◆ TO DO: Give the number of lines in the data below containing the word "bird", with no other text.

Start of DATASET RECORDS

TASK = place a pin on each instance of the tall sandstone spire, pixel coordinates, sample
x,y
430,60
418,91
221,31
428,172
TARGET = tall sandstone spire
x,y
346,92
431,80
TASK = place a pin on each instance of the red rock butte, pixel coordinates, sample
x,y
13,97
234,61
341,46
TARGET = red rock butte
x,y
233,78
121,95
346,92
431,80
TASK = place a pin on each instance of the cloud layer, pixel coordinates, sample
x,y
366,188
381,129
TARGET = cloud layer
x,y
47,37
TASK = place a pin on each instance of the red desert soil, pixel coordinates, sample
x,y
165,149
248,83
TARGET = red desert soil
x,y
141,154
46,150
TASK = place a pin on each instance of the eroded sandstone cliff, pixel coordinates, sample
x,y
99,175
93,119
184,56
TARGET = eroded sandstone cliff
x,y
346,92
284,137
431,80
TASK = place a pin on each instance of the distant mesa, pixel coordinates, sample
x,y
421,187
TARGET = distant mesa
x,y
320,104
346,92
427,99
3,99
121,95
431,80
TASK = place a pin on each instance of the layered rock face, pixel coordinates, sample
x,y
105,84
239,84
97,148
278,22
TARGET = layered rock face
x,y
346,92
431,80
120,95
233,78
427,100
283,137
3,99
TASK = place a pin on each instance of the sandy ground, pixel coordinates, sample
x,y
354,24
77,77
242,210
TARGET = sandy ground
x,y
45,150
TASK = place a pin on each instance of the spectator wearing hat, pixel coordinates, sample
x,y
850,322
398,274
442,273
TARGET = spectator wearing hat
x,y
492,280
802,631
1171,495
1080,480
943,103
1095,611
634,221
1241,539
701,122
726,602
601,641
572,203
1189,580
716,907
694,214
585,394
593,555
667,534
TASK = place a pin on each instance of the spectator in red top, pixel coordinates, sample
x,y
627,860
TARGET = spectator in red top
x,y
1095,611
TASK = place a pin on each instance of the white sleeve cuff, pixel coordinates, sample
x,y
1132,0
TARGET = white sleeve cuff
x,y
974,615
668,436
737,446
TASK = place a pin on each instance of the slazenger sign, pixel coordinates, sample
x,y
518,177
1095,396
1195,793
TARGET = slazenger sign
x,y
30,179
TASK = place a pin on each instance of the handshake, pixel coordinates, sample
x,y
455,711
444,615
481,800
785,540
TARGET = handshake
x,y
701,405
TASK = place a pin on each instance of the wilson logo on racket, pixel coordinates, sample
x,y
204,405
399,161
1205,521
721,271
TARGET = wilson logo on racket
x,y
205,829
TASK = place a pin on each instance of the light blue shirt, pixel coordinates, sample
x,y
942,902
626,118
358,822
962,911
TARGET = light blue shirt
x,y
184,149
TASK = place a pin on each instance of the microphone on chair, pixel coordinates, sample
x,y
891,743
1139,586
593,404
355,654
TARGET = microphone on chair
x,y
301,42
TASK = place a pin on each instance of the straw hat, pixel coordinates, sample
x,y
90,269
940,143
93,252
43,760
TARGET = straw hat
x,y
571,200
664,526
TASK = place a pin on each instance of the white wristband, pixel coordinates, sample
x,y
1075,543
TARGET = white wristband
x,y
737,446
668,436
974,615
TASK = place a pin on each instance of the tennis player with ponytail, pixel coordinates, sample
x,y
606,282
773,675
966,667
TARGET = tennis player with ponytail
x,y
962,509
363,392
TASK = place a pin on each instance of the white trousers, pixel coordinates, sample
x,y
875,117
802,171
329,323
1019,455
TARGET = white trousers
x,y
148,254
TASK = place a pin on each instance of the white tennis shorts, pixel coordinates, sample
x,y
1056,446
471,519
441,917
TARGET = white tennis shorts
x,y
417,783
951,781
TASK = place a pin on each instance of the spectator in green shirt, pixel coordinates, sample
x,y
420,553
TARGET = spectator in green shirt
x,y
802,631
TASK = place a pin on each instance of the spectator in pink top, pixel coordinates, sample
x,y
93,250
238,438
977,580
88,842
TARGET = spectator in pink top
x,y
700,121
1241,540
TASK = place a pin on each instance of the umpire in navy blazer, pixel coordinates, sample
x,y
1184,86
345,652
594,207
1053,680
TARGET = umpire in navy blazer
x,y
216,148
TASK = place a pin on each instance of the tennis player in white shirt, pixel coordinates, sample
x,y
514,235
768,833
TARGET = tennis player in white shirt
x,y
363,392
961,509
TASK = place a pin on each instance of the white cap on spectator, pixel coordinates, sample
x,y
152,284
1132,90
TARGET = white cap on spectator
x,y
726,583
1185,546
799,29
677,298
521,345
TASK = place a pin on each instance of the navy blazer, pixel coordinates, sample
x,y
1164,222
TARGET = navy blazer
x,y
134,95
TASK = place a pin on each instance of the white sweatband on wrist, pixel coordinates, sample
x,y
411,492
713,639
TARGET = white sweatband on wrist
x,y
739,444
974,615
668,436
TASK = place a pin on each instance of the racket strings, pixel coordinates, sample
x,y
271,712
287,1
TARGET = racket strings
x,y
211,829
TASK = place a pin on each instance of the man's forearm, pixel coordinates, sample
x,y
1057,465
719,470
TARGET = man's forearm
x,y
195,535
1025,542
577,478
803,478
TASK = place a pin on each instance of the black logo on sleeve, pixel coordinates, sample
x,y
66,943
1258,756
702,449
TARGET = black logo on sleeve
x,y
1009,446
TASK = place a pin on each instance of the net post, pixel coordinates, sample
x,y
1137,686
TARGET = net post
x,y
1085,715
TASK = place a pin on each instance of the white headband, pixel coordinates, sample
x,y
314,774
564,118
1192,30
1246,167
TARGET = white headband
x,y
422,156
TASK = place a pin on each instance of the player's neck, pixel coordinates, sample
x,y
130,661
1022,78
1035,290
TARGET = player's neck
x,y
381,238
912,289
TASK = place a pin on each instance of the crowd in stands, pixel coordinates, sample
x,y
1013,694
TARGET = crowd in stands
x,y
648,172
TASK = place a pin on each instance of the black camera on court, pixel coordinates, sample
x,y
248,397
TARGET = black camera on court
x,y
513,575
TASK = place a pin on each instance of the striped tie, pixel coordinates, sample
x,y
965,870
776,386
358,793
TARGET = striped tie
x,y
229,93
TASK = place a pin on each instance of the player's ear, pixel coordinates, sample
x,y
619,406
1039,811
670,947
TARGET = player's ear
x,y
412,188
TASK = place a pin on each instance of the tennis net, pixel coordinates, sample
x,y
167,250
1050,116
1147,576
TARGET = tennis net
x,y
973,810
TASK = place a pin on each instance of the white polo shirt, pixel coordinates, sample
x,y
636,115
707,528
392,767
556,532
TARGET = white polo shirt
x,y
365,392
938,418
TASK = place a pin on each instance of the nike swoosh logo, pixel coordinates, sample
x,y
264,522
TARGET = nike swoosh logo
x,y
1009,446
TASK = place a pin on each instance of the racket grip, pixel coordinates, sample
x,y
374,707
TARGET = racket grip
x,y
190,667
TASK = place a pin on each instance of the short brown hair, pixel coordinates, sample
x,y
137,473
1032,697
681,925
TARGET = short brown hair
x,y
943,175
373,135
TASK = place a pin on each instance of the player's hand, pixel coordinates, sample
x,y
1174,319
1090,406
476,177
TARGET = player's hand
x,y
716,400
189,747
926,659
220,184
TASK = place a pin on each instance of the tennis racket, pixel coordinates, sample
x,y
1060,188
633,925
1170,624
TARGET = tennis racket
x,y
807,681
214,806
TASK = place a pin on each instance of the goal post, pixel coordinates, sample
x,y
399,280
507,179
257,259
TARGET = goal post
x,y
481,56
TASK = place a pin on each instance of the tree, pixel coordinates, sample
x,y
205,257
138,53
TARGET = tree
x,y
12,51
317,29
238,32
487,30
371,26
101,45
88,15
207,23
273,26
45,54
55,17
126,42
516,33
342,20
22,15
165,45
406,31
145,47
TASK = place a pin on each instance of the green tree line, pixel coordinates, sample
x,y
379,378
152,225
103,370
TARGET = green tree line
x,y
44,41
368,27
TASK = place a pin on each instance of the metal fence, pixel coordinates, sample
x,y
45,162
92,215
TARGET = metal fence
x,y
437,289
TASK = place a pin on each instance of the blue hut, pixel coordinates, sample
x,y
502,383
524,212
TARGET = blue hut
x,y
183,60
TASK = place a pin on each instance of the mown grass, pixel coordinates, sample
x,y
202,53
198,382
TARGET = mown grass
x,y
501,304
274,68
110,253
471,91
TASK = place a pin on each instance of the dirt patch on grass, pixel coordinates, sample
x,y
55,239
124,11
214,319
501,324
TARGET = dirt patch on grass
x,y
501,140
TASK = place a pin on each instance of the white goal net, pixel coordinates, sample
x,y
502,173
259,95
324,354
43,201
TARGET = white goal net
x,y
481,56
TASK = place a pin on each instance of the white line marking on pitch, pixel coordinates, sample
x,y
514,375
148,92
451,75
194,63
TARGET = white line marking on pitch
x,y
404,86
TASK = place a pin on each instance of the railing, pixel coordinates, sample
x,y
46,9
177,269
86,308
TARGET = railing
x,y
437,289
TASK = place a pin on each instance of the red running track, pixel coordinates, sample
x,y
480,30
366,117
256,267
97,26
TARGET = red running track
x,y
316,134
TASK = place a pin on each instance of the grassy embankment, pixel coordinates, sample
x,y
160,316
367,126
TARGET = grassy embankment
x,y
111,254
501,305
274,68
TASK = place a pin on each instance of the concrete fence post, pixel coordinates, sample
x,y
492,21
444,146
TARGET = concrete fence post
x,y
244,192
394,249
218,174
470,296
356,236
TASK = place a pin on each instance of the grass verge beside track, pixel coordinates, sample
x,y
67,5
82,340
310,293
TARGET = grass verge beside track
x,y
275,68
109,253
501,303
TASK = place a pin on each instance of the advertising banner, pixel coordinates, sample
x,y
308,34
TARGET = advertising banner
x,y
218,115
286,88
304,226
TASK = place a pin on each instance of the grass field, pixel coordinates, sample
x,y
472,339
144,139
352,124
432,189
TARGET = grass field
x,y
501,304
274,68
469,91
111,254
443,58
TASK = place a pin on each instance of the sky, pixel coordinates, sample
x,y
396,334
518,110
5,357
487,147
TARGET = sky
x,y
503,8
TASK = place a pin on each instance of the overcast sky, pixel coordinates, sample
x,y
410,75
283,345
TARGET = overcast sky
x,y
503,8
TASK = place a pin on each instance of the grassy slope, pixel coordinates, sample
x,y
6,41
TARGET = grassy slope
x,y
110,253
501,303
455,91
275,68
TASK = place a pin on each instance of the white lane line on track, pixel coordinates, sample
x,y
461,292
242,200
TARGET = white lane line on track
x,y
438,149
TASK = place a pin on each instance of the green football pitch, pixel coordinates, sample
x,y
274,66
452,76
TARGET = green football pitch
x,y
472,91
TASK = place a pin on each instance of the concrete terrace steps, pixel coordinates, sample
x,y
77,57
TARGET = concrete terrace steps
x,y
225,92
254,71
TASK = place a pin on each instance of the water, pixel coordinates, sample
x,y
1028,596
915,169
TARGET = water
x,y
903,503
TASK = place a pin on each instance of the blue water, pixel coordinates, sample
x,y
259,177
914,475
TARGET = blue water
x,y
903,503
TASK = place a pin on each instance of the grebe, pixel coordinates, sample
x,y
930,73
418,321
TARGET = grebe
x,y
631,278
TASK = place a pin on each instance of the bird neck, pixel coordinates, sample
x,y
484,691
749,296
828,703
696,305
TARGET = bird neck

End of DATASET RECORDS

◆ WRITTEN REPLY: 2